Trabalho a concluir
Por favor, coloque as linhas abaixo em uma lista numerada e deixe de fora as linhas em branco.

Conjunto de registros
______

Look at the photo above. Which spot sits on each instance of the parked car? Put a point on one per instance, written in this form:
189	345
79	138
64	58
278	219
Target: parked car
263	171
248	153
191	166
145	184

______

Solução da tarefa
1. Look at the photo above. Which spot sits on each instance of the parked car? Put a point on one per instance, written in this form:
2. 189	345
3. 79	138
4. 64	58
5. 278	219
6. Target: parked car
7. 263	171
8. 248	153
9. 191	166
10. 145	184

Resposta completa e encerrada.